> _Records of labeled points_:

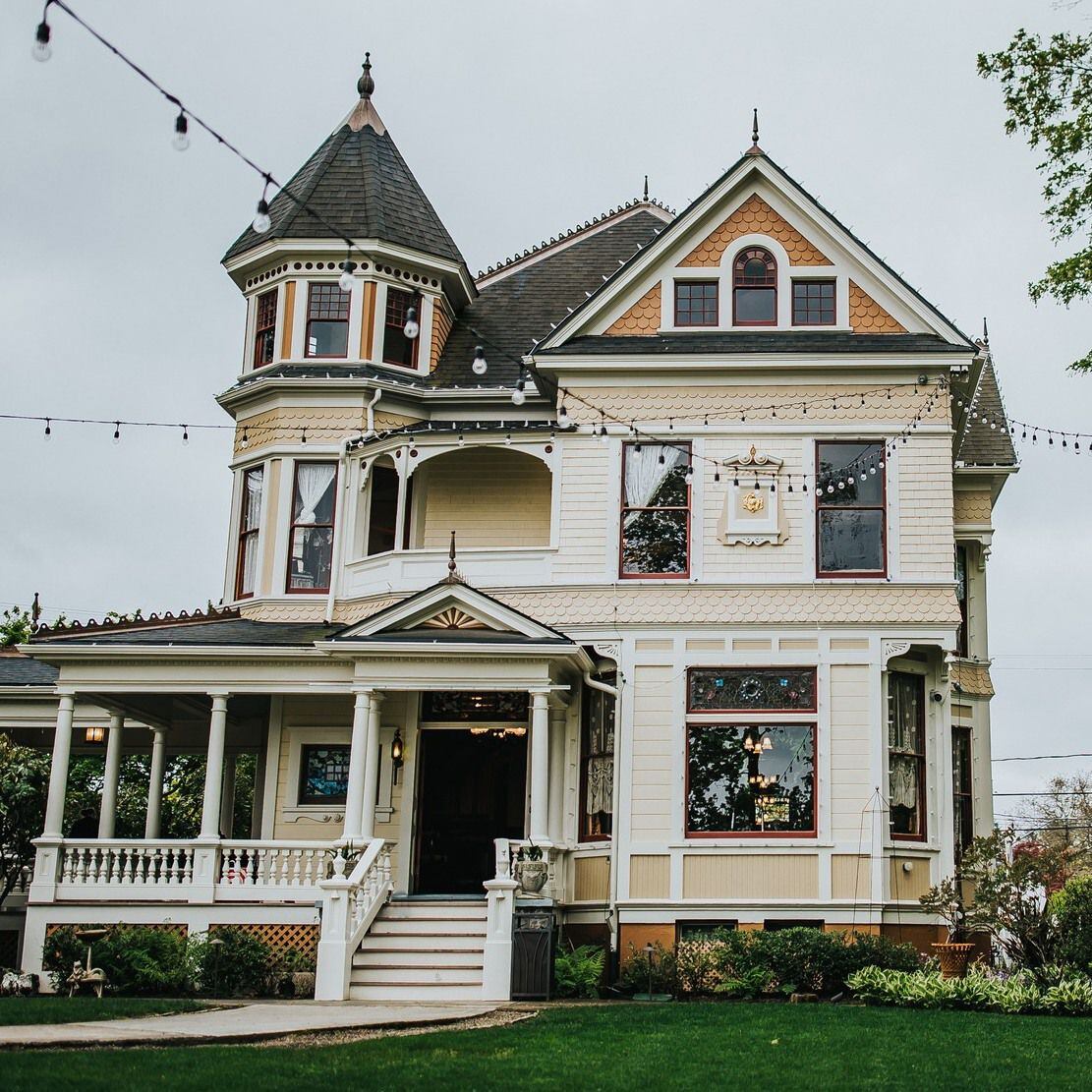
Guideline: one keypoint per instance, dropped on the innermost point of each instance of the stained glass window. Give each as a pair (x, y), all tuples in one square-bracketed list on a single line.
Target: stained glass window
[(751, 689), (473, 707), (323, 774), (750, 778)]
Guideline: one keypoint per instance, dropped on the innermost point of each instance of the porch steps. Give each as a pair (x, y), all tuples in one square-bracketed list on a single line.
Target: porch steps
[(422, 951)]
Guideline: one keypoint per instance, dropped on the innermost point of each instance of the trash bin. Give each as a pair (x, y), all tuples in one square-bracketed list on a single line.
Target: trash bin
[(532, 954)]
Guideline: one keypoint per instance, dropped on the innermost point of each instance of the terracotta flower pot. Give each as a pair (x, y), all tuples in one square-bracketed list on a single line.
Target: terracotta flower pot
[(953, 959)]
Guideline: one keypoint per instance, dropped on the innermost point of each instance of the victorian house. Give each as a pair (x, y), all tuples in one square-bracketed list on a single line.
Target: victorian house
[(659, 547)]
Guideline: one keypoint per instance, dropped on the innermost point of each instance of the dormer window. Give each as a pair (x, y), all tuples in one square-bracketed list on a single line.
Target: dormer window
[(755, 288), (264, 327), (326, 320), (397, 348)]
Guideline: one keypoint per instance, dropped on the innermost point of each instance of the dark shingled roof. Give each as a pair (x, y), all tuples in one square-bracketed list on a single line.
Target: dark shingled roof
[(245, 632), (357, 183), (23, 670), (787, 341), (517, 308), (979, 444)]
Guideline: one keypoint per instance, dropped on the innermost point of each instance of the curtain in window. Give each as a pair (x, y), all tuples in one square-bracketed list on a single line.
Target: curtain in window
[(646, 473), (904, 718), (313, 481)]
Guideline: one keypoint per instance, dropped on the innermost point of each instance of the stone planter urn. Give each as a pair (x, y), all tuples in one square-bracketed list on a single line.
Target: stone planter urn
[(953, 959), (531, 876)]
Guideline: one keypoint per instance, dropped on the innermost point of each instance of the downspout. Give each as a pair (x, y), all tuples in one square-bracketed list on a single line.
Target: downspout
[(338, 524), (612, 895)]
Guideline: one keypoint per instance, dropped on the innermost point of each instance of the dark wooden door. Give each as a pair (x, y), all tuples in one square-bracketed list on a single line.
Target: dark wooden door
[(471, 788)]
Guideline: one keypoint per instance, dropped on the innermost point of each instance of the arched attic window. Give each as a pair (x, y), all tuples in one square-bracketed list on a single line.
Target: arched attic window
[(755, 288)]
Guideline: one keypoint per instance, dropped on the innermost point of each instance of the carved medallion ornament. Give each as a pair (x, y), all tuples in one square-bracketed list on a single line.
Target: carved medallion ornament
[(751, 514)]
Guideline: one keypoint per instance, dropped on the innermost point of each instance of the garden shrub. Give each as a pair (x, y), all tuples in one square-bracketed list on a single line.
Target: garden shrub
[(137, 960), (578, 973), (1071, 908), (981, 990)]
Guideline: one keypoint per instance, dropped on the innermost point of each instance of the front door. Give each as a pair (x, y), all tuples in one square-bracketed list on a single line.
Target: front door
[(471, 788)]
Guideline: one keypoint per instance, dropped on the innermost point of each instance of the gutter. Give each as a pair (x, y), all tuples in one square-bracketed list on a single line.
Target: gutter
[(338, 524)]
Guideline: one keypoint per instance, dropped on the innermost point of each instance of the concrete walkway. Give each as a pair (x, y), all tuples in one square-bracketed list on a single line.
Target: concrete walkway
[(237, 1024)]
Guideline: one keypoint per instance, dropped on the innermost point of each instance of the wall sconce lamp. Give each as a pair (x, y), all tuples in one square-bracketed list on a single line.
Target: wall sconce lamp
[(397, 755)]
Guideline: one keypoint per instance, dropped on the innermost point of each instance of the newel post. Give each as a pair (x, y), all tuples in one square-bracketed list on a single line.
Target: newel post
[(333, 962), (500, 905)]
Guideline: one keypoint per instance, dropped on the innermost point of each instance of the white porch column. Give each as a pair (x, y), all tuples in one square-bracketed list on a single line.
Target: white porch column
[(58, 771), (108, 812), (214, 768), (557, 749), (354, 792), (155, 783), (540, 768), (227, 797), (371, 770)]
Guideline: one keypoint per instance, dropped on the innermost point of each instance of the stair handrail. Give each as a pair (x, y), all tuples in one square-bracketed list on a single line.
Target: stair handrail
[(350, 905)]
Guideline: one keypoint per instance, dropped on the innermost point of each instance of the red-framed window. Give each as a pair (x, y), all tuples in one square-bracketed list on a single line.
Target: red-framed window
[(751, 689), (250, 514), (326, 320), (906, 756), (961, 596), (312, 531), (597, 765), (962, 788), (750, 780), (696, 304), (656, 511), (755, 288), (397, 348), (815, 304), (264, 327), (851, 509)]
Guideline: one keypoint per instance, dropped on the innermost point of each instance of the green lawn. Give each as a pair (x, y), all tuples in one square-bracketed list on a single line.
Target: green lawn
[(625, 1046), (71, 1009)]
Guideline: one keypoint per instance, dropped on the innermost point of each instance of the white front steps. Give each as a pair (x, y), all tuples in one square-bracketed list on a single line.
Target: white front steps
[(422, 951)]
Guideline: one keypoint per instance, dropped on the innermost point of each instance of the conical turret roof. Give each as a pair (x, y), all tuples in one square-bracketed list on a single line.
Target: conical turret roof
[(357, 183)]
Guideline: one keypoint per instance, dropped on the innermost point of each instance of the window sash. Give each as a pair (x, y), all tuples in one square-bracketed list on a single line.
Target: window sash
[(851, 505)]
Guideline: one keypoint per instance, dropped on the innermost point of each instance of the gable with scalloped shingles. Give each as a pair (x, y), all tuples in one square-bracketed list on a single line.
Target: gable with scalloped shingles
[(867, 316), (755, 217), (642, 318)]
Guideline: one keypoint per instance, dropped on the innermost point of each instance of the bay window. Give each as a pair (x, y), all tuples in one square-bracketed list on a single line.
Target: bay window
[(656, 510), (264, 327), (906, 755), (750, 778), (312, 532), (597, 765), (851, 509), (250, 514), (326, 320)]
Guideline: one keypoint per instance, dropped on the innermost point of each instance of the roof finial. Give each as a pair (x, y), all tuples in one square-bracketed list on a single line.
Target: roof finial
[(366, 86), (755, 149)]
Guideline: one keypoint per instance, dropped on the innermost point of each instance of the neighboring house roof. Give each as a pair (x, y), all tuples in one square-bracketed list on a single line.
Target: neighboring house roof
[(730, 341), (357, 183), (233, 631), (979, 444), (518, 305), (18, 669)]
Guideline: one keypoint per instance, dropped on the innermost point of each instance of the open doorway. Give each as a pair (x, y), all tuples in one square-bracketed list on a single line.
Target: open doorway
[(471, 788)]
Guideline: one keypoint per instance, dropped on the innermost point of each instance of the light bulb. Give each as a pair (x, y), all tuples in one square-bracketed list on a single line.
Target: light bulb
[(41, 49), (181, 139), (261, 222)]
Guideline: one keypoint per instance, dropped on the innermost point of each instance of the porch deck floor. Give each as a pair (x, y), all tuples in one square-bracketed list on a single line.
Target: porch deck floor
[(238, 1023)]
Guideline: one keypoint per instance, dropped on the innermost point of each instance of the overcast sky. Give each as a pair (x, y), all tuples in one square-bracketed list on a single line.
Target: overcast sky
[(519, 120)]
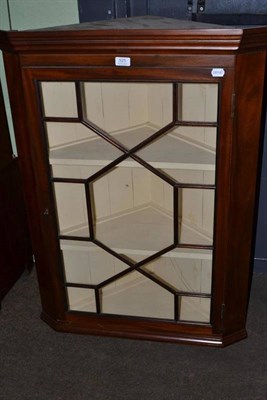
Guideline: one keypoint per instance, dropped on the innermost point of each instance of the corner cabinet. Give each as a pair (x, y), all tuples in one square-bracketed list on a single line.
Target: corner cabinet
[(138, 141)]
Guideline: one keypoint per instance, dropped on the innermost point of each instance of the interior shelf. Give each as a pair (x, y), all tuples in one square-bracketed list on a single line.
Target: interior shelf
[(170, 151), (141, 233)]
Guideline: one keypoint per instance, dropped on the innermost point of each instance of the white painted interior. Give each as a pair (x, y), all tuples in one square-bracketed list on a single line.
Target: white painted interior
[(133, 207)]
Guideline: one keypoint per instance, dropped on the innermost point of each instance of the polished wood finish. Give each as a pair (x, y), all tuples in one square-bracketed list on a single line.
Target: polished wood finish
[(16, 254), (162, 50)]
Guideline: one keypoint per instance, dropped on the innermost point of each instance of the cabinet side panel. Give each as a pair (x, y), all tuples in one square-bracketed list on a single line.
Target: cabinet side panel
[(250, 69), (29, 143)]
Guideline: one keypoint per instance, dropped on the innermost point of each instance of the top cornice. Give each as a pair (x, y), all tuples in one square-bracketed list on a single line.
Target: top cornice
[(150, 34)]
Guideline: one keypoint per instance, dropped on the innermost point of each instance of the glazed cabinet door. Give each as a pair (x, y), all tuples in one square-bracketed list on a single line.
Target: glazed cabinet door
[(130, 197)]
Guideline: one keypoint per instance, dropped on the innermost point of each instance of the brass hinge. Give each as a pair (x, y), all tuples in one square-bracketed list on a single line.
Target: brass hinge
[(233, 105)]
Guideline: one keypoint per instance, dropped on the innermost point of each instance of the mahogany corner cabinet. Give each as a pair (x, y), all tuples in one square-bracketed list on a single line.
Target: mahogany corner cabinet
[(139, 143)]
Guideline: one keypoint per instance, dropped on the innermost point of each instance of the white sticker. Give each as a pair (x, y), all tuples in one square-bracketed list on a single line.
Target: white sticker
[(122, 61), (217, 72)]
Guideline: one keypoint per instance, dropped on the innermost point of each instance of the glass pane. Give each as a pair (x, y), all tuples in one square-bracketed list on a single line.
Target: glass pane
[(136, 295), (87, 263), (186, 154), (195, 309), (136, 211), (81, 299), (71, 209), (196, 214), (198, 102), (184, 270), (59, 99), (76, 145), (130, 112)]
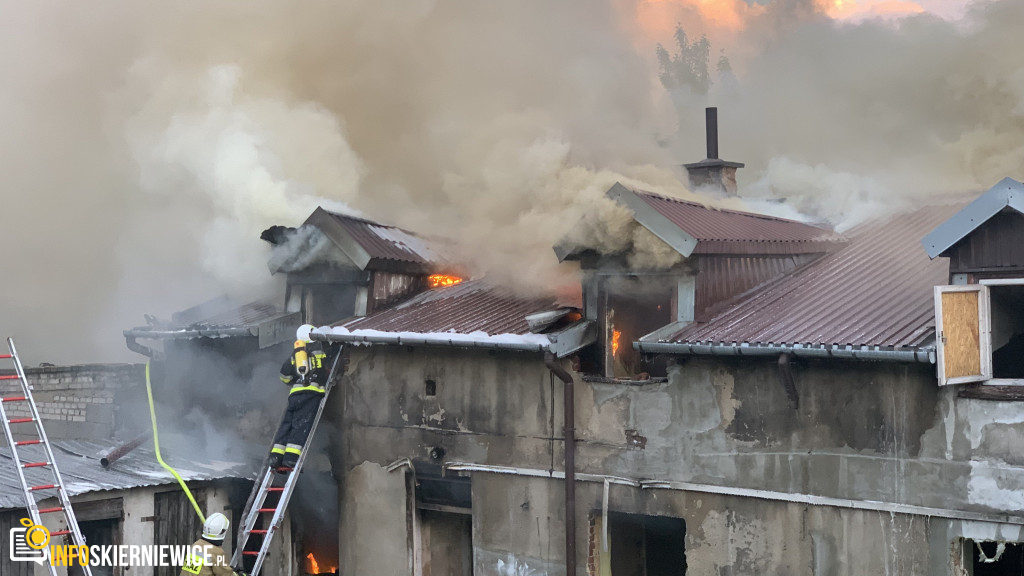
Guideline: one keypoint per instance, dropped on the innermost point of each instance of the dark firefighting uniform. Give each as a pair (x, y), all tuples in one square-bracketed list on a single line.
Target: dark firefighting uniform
[(303, 401), (197, 566)]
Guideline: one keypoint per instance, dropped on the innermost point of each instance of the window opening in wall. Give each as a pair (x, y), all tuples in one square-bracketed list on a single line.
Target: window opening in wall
[(638, 545), (980, 332), (994, 559), (1007, 309), (633, 306), (99, 522), (443, 503), (446, 541), (99, 533), (314, 522)]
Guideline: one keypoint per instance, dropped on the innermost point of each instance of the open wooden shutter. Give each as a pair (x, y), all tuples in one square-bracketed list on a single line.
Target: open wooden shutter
[(963, 334)]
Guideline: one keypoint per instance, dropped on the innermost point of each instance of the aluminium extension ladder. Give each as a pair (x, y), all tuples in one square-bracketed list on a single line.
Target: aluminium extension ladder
[(29, 459), (261, 505)]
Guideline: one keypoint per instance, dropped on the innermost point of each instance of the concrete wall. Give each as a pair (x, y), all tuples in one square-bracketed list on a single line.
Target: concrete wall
[(78, 402), (137, 527), (723, 430)]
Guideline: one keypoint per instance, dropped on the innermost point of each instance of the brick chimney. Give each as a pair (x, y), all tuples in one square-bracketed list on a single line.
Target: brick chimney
[(713, 172)]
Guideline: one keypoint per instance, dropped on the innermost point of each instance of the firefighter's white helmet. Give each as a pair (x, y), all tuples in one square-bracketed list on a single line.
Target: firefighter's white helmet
[(303, 333), (215, 527)]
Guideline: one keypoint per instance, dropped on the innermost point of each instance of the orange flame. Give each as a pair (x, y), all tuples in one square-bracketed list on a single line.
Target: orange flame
[(438, 280), (312, 567)]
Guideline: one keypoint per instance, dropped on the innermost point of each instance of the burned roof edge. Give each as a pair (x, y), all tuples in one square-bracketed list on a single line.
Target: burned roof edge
[(1008, 193), (657, 223), (560, 343)]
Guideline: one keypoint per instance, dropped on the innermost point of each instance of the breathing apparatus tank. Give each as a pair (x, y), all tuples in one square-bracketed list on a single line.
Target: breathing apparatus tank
[(301, 359)]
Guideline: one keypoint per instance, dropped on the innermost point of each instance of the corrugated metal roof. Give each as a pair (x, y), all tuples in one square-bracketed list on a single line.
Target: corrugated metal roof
[(470, 306), (79, 464), (223, 312), (875, 292), (392, 243), (720, 231)]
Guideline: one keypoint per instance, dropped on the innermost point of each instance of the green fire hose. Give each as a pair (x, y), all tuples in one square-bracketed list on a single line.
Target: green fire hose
[(156, 445)]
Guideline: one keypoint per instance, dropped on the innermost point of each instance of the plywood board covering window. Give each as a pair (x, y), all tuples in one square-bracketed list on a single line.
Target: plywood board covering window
[(963, 326)]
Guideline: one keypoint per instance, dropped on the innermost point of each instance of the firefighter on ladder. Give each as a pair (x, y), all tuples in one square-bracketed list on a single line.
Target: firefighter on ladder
[(206, 557), (306, 371)]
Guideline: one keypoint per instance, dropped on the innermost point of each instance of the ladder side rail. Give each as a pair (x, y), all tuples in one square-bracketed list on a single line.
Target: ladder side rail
[(256, 499), (286, 494), (58, 480), (30, 502), (276, 519)]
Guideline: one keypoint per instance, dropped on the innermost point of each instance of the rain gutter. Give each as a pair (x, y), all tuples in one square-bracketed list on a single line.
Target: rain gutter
[(922, 355), (568, 403)]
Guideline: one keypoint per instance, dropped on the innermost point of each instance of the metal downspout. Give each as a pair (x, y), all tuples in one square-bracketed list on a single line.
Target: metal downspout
[(569, 401)]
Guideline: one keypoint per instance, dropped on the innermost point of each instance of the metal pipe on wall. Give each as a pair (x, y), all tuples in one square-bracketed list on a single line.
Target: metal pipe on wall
[(118, 451), (924, 355), (569, 401)]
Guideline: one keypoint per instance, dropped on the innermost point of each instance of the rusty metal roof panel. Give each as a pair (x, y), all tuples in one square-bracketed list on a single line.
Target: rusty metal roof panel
[(875, 292), (469, 306), (720, 231), (382, 242), (80, 468)]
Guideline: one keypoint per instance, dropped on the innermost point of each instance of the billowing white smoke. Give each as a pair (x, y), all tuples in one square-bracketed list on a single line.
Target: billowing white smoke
[(146, 146)]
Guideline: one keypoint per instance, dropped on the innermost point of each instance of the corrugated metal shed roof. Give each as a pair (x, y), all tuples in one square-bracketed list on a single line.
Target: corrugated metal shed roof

> _Task brief_:
Repeat the lines of the listing verbatim, from the line containing "of the brass" through the line containing "[(122, 61), (217, 72)]", including both of those lines.

> _Response for this exercise_:
Guideline: one keypoint per instance, dropped on the innermost point of each instance of the brass hinge. Give each as a pair (x, y), all tuples in one square-bracketed list on a single line.
Target: brass hinge
[(233, 105)]
Guideline: one keypoint per instance, dropped on the innermost point of each instance of the mahogany corner cabinet. Give each as a pair (x, y), all tuples in one square-bracketed list on a single line.
Target: mahogany corner cabinet
[(139, 143)]
Guideline: one keypoint per instance, dropped on the innermost point of each instance of the white sticker. Give each as a pair (x, y), all tuples in one square-bracketed list on a single line.
Target: white sticker
[(122, 61), (217, 72)]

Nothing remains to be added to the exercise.